:: Information shown ::
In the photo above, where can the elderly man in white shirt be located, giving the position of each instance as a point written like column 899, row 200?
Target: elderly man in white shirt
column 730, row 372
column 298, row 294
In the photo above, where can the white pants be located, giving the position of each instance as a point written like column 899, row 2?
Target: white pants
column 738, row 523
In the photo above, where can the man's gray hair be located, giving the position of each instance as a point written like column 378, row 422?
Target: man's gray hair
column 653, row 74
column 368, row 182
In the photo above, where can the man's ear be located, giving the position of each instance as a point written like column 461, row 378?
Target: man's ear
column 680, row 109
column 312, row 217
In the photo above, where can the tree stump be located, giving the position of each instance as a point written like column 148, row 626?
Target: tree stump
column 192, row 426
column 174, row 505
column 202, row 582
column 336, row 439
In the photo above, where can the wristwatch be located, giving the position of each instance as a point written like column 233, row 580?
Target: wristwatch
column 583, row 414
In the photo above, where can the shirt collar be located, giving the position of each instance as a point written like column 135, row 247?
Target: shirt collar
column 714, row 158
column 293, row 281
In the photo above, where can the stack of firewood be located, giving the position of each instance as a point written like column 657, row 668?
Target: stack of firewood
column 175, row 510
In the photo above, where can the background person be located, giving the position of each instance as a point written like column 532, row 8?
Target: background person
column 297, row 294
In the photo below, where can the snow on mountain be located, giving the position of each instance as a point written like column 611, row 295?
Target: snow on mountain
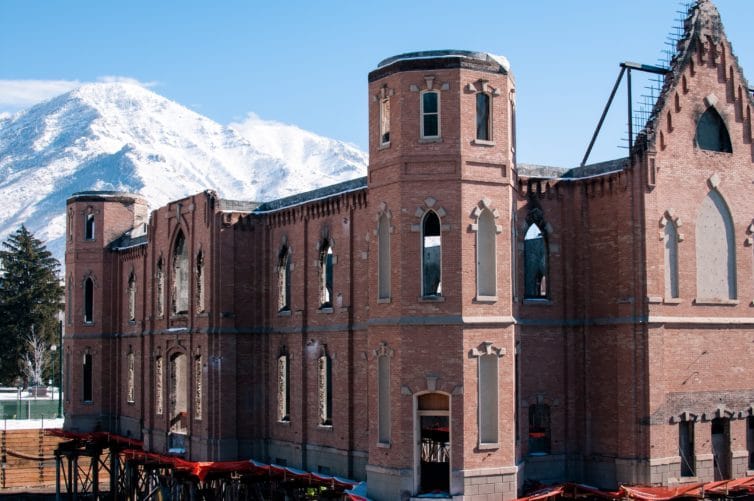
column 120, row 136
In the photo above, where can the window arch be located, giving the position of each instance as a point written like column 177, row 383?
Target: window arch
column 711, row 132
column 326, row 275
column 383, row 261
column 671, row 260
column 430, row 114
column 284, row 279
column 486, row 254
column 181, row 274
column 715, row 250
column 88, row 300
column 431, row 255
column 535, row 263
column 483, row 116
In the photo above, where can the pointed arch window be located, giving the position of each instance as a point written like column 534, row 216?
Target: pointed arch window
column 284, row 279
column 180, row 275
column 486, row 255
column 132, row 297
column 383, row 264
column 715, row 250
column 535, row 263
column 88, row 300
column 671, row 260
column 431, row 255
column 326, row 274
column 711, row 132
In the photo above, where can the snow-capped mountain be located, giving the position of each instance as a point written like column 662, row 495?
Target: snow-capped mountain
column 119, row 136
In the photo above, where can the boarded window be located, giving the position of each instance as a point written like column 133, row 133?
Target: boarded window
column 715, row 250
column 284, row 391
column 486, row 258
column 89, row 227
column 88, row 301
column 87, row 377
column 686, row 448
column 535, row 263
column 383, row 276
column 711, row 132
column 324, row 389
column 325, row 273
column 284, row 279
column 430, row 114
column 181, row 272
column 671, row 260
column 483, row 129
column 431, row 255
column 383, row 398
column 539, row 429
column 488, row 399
:::
**Action item**
Without including any images, output the data exactly as given.

**Result of this task**
In the photo above, where can the elderly man in white shirt be located, giving the position of each instance as a point written like column 899, row 200?
Target: elderly man in white shirt
column 730, row 372
column 298, row 294
In the photo above, where can the white pants be located, giving the position of each instance as a point written like column 899, row 2?
Target: white pants
column 738, row 523
In the photo above, where can the man's gray hair be located, giving the position of each instance as a point written like column 378, row 422?
Target: man's gray hair
column 653, row 74
column 368, row 182
In the photo above, where can the man's ear be located, giving the position of each instance as a point written like column 461, row 378?
Target: man's ear
column 680, row 109
column 312, row 217
In the photo above, where can the tree stump be located, giving the position of each instance as a point written like column 148, row 626?
Target: tree stump
column 192, row 426
column 174, row 505
column 202, row 582
column 336, row 439
In the photo above, where can the wristwatch be located, giving the position of each instance as a point written like column 233, row 580?
Target: wristwatch
column 583, row 414
In the photo above, where can the shirt collar be located, giving the position of each instance as a point written like column 135, row 247?
Target: shirt collar
column 714, row 158
column 293, row 281
In the photo above, where can the stack of firewood be located, giving the position of each instance as a point written like column 657, row 668?
Target: stack of firewood
column 175, row 510
In the photo above, where can the background person be located, giving the position of each instance as a point written like column 532, row 8?
Target: background person
column 297, row 294
In the photo below, where can the snow on mountain be located, giving the position of each instance as a point written like column 611, row 295?
Target: snow on mountain
column 120, row 136
In the photo above, where can the window arch be located, giving the position of each instance as a point written like column 177, row 383?
Target: window arch
column 711, row 132
column 326, row 275
column 383, row 261
column 671, row 260
column 430, row 114
column 284, row 279
column 486, row 254
column 181, row 274
column 715, row 250
column 88, row 300
column 431, row 255
column 535, row 263
column 483, row 116
In the photo above, where can the pointed arch window be located, giving the position of each instance as a point written like column 534, row 216?
Target: pointed arch window
column 284, row 279
column 180, row 275
column 486, row 255
column 132, row 297
column 383, row 264
column 715, row 250
column 535, row 263
column 88, row 300
column 671, row 260
column 431, row 255
column 326, row 274
column 711, row 132
In the photo above, where can the snow-capped mountain be located, giving the position of each instance as a point written like column 662, row 495?
Target: snow-capped mountain
column 119, row 136
In the photo above, where can the boarded window be located, giving the position of each instance as a point written like column 133, row 133?
Target: boarded window
column 715, row 250
column 284, row 391
column 486, row 258
column 89, row 227
column 88, row 301
column 87, row 377
column 686, row 448
column 535, row 263
column 383, row 276
column 711, row 132
column 324, row 389
column 325, row 273
column 284, row 279
column 430, row 114
column 181, row 272
column 671, row 260
column 483, row 129
column 431, row 255
column 383, row 398
column 539, row 429
column 488, row 399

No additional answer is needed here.